- Provided information -
====================
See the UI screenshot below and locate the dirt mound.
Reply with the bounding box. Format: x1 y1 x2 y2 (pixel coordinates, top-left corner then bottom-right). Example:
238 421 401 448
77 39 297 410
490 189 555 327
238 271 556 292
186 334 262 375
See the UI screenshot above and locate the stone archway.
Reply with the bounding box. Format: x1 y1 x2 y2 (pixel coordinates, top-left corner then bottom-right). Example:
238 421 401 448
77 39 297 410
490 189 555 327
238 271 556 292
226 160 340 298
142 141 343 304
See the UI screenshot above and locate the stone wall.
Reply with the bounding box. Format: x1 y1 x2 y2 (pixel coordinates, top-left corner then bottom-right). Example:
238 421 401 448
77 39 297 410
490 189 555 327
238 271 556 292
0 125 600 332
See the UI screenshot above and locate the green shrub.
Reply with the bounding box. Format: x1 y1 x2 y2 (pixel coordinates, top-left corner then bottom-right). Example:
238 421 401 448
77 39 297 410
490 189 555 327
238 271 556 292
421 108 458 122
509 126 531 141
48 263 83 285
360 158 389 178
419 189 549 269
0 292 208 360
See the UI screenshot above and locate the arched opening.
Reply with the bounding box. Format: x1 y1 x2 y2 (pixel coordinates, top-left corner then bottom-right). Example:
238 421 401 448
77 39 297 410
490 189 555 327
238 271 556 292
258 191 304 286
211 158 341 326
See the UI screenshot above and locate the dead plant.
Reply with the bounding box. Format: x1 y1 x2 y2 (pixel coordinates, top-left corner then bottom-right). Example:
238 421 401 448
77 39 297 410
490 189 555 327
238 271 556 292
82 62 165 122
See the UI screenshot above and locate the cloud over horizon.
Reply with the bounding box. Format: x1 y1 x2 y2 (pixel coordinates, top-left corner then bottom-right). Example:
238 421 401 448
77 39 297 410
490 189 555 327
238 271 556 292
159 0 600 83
====================
- Task -
Arrange all of the lines above as a numbered list, leaving out any blank lines.

- The solution -
1. See the UI screenshot below and locate the dirt mound.
2. Reply with the bounding box. Format: x1 y1 x2 y2 (pixel coordinates, top-left corner then bottom-right). Example:
3. 238 421 401 448
4. 77 39 297 410
5. 490 189 555 327
6. 238 271 556 292
7. 186 334 262 375
8. See the UI screenshot above and locate the stone archway.
9. Reply with the bounding box. Format: x1 y1 x2 y2 (pixel coordinates, top-left corner then bottom-right). Example:
10. 238 421 401 448
11. 77 39 297 410
12. 490 189 555 327
13. 238 271 556 292
14. 226 160 340 298
15. 142 141 343 304
16. See the UI screenshot above and locate the stone wall.
17. Reply with the bounding box. Format: x1 y1 x2 y2 (pixel coordinates, top-left corner then bottom-right). Example:
18. 238 421 401 448
19. 77 39 297 410
20. 490 189 555 327
21. 238 271 556 292
22. 0 125 600 332
23. See the UI screenshot above and locate the green shrub.
24. Reply with the bounding box. Format: x1 y1 x2 y2 (pixel coordinates, top-left corner then bottom-right). Example:
25. 238 421 401 448
26. 77 39 297 410
27. 490 189 555 327
28. 238 271 556 292
29. 421 108 458 122
30. 509 126 531 141
31. 48 263 83 285
32. 360 158 389 178
33. 419 189 549 269
34. 0 292 208 360
35. See the UI screenshot above and locate the arched opening.
36. Reply with the bounding box. Format: x1 y1 x2 y2 (pixel coordinates, top-left corner then bottom-right). Example:
37. 238 421 401 448
38. 77 39 297 410
39. 490 189 555 327
40. 238 271 556 292
41. 258 191 304 286
42. 211 158 341 326
43. See the UI screenshot above and locate the dead plant.
44. Reply with the bounding box. Format: x1 y1 x2 y2 (pixel coordinates, top-left corner then bottom-right). Example:
45. 238 421 401 448
46. 77 39 297 410
47. 490 189 555 327
48. 238 271 556 292
49. 82 62 165 122
50. See the UI screenshot above and locate the cloud over horizon.
51. Reply with the bounding box. Format: x1 y1 x2 y2 (pixel coordinates, top-left corner then bottom-right). Example:
52. 238 421 401 448
53. 77 39 297 410
54. 490 189 555 327
55. 238 271 556 292
56. 159 0 600 83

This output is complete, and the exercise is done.